Corporations, meanwhile, worry that taking away their tax breaks will make them less competitive with overseas rivals, and encourage more cross-border takeovers of American companies. Big retailers vehemently oppose a broad consumption tax, because it would limit spending.
Still, the possible elements of an eventual budget deal are on the table. At this point, rate increases, especially on higher-income earners, appear likely, and further limits on some types of deductions are very possible, as evidenced by the health-care legislation's modest curbs on tax breaks for employer-sponsored health plans.
And even some conservative economists concede that consumption taxes, such as on energy, are among the least harmful sorts of taxes under consideration.
So when will taxes go up? It's already started. The just-passed health-care bill contained a couple of increases in Medicare payroll taxes for higher-income earners. Deloitte experts say those provisions would cost about $2,250 for a family with income of $500,000.

Your goal: Carry on the passage about upcoming U.S. tax increases, starting right after its final sentence. You do not need the items for this.

Provided material:
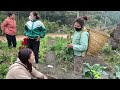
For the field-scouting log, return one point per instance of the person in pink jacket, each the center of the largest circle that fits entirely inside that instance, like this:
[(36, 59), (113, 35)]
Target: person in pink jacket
[(9, 29)]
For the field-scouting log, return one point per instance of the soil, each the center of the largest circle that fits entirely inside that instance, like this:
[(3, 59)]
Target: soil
[(59, 71)]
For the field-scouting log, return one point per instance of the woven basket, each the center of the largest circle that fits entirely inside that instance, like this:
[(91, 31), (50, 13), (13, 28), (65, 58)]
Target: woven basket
[(97, 40)]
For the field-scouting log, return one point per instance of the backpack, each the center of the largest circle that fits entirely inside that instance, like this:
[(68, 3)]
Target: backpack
[(96, 41)]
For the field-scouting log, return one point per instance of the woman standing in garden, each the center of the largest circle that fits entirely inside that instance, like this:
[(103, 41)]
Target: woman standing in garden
[(34, 30), (79, 44), (9, 28)]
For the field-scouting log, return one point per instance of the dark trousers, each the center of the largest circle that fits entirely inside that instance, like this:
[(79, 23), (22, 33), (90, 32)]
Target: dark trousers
[(34, 45), (78, 64), (11, 40)]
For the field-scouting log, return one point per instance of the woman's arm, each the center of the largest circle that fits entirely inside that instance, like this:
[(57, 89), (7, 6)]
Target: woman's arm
[(83, 42), (3, 25), (20, 74), (38, 74)]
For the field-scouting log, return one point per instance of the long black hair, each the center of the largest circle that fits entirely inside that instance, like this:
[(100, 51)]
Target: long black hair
[(81, 20)]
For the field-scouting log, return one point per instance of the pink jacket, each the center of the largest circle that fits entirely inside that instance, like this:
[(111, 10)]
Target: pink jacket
[(18, 71), (9, 26)]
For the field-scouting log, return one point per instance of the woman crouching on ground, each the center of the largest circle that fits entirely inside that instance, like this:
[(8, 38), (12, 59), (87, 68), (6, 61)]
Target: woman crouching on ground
[(22, 68)]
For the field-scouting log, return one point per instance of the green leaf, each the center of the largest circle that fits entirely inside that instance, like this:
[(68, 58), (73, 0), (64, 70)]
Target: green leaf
[(105, 73)]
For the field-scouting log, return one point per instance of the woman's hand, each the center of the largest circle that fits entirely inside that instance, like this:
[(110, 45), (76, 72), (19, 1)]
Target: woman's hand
[(45, 77), (69, 46), (27, 37), (38, 38)]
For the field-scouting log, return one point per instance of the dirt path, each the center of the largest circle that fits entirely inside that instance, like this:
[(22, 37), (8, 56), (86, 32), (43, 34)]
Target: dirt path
[(20, 37)]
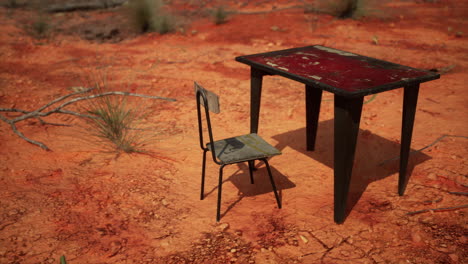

Response to this task:
Congress might raise taxes on the well-heeled still further this year. President Barack Obama has proposed allowing the Bush-era tax cuts to expire for families making more than $250,000, a change that would return their top rates to 39.6% and 36%, lift their capital-gains rate and trim some deductions.
Given the still-precarious economy, the coming election and the looming need for a broader look at spending and taxes, it's possible Congress will decide to simply extend some or all the Bush tax cuts for a year or two. And prospects are growing that Congress will punt on the tough tax decisions until after November.
But sometime soon after the election, lawmakers will try for a broad bipartisan deal on taxes and spending, perhaps aided by a recently formed fiscal commission.
At least some Democrats remain optimistic, despite Republicans' resistance to new taxes and their own members' reluctance to cut entitlements.
When Rep. Richard Neal (D., Mass.) joined the House in 1989, deficits were so deep that "many said we could not fix that issue, that it was a hopeless cause," he says. "But [President George H.W.] Bush once and Clinton twice, with spending and revenues, addressed the issue four-square."
Mr. Neal, the chairman of a key House Ways and Means subcommittee, held a hearing recently that explored many of the tax options, such as base-broadening and consumption taxes.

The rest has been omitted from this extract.